-- START OF Exercise material --

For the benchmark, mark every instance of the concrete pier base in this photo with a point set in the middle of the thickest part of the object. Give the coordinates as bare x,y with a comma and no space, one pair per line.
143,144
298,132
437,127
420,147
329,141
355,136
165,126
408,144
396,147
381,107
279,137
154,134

-- END OF Exercise material --

■ Task instructions
Output these lines again with no changes.

■ Task output
For the benchmark, mark every instance of the concrete pier base in this photo with a point set in the middle of the thickest part of the object. Give the coordinates as bare x,y with a comma and no space, one pair per line.
143,144
298,132
437,127
420,147
329,141
355,136
165,126
408,144
396,147
381,107
279,137
154,134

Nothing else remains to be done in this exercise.